• **Directive**: Reproduce the listing below verbatim, beginning with its first line and stopping after the line that contains "629 436 L 634".
## Start
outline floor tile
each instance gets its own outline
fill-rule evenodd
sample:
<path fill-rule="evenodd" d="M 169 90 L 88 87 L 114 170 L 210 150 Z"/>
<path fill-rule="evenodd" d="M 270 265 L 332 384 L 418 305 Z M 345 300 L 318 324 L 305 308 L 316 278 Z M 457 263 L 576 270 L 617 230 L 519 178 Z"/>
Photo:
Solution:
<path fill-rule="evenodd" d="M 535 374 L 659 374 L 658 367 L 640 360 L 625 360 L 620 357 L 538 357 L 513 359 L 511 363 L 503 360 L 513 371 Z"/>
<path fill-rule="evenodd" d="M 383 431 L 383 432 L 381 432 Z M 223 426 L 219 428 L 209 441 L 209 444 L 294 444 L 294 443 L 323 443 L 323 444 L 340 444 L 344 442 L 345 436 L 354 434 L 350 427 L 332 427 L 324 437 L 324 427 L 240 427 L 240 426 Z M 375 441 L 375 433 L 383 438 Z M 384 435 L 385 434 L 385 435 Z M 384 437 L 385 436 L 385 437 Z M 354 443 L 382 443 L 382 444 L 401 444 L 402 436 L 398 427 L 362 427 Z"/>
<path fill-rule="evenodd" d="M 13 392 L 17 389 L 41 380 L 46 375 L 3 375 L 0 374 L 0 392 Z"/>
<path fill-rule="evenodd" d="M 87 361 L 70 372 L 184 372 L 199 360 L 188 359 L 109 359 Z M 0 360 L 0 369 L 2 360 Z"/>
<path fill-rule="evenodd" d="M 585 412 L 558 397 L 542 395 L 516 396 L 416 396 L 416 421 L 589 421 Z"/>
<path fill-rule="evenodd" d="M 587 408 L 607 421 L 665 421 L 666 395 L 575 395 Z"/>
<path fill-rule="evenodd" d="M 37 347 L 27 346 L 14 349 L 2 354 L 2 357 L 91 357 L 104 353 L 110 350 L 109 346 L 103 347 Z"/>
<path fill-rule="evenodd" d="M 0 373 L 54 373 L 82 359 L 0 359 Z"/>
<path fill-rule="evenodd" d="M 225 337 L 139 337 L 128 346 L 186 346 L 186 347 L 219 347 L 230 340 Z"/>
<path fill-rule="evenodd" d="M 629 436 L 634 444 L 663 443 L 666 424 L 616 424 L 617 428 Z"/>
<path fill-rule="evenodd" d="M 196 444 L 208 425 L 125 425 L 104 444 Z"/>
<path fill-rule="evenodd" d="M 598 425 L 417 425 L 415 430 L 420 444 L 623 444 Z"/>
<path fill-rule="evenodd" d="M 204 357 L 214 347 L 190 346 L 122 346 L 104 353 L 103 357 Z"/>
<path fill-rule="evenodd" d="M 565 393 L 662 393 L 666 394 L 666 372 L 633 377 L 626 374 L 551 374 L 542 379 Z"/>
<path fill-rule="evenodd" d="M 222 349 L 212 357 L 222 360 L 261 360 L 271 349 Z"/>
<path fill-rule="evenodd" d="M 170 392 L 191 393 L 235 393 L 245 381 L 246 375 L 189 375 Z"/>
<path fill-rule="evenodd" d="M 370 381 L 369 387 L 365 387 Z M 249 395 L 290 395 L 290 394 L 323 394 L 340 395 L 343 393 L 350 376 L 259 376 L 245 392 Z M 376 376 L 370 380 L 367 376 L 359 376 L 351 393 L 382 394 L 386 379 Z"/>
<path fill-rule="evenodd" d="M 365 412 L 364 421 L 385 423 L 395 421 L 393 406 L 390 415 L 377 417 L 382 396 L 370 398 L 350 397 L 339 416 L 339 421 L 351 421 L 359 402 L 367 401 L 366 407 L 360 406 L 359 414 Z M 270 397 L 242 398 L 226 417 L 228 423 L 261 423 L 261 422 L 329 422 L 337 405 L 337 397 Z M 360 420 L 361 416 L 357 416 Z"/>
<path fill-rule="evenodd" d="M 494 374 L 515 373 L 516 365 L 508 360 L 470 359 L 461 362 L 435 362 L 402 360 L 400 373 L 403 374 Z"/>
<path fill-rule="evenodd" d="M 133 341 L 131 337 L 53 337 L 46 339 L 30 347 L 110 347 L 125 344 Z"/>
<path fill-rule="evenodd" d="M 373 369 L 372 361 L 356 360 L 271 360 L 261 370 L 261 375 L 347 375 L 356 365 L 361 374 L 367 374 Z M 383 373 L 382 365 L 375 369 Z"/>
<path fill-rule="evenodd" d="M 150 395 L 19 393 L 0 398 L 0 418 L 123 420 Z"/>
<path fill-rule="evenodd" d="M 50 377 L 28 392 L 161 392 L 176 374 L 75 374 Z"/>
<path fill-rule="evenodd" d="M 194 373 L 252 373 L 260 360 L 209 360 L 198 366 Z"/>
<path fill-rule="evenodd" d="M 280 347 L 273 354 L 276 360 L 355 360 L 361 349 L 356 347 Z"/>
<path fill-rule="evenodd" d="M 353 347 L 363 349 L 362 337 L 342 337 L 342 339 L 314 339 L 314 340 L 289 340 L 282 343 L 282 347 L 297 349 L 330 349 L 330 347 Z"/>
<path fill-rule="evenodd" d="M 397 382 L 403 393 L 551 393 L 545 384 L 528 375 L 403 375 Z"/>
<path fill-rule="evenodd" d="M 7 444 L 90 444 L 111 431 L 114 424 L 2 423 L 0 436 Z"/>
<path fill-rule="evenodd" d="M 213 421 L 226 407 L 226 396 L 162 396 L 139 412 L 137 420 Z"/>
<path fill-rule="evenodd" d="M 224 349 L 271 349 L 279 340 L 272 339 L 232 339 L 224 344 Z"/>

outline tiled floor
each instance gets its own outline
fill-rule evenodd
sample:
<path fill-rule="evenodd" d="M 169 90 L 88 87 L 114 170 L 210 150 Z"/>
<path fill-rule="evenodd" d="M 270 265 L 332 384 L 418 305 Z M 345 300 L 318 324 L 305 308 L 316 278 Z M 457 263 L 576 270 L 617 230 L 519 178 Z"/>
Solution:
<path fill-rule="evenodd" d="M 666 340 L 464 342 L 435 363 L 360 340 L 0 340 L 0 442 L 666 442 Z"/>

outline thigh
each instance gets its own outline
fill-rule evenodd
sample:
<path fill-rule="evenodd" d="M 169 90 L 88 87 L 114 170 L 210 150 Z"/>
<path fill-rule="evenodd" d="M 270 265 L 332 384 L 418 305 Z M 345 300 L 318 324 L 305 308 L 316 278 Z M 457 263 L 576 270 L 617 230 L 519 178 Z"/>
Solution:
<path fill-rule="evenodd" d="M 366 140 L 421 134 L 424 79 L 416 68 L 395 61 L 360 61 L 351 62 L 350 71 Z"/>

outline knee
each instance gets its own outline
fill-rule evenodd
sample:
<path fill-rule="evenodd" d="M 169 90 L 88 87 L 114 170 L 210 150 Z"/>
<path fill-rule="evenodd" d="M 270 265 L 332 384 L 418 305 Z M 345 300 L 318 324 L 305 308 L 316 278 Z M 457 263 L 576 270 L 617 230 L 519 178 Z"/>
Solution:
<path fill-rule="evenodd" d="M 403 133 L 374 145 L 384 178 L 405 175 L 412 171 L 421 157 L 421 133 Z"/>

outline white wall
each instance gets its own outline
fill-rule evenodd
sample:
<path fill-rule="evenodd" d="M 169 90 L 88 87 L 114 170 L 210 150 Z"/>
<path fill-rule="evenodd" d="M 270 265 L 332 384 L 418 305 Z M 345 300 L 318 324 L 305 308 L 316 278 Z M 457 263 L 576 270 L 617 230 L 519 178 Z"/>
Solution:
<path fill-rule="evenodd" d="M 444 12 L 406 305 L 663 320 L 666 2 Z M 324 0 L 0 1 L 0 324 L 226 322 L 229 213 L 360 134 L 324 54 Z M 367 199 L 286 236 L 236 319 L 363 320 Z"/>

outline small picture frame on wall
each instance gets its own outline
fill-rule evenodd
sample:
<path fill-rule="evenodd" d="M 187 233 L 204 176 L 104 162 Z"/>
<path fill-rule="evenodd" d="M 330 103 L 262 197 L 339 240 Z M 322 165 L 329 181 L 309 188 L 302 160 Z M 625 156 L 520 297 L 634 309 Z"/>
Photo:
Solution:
## End
• **Result for this task**:
outline floor tile
each instance gets its own outline
fill-rule evenodd
sample:
<path fill-rule="evenodd" d="M 169 90 L 88 87 L 114 170 L 210 150 Z"/>
<path fill-rule="evenodd" d="M 270 265 L 332 384 L 418 305 Z M 345 300 L 318 324 L 305 308 L 316 278 Z M 457 263 L 576 270 L 617 230 L 519 178 Z"/>
Photo:
Solution:
<path fill-rule="evenodd" d="M 535 374 L 659 374 L 658 367 L 640 360 L 625 360 L 620 357 L 538 357 L 513 359 L 511 363 L 503 360 L 513 371 Z"/>
<path fill-rule="evenodd" d="M 383 431 L 383 432 L 381 432 Z M 223 426 L 219 428 L 209 441 L 209 444 L 294 444 L 294 443 L 323 443 L 323 444 L 340 444 L 344 442 L 345 436 L 354 434 L 350 427 L 332 427 L 324 437 L 324 427 L 240 427 L 240 426 Z M 375 441 L 375 433 L 383 438 Z M 384 435 L 385 434 L 385 435 Z M 384 437 L 385 436 L 385 437 Z M 354 443 L 382 443 L 382 444 L 401 444 L 402 436 L 398 427 L 362 427 Z"/>
<path fill-rule="evenodd" d="M 13 392 L 17 389 L 41 380 L 46 375 L 3 375 L 0 374 L 0 392 Z"/>
<path fill-rule="evenodd" d="M 87 361 L 70 372 L 184 372 L 199 360 L 188 359 L 109 359 Z M 0 360 L 0 369 L 2 360 Z"/>
<path fill-rule="evenodd" d="M 585 412 L 558 397 L 542 395 L 516 396 L 416 396 L 416 421 L 589 421 Z"/>
<path fill-rule="evenodd" d="M 587 408 L 607 421 L 665 421 L 666 395 L 575 395 Z"/>
<path fill-rule="evenodd" d="M 37 347 L 27 346 L 14 349 L 2 354 L 2 357 L 91 357 L 104 353 L 110 350 L 109 346 L 103 347 Z"/>
<path fill-rule="evenodd" d="M 0 373 L 54 373 L 82 359 L 0 359 Z"/>
<path fill-rule="evenodd" d="M 225 337 L 139 337 L 128 346 L 186 346 L 186 347 L 219 347 L 230 340 Z"/>
<path fill-rule="evenodd" d="M 629 436 L 634 444 L 663 443 L 666 424 L 616 424 L 617 428 Z"/>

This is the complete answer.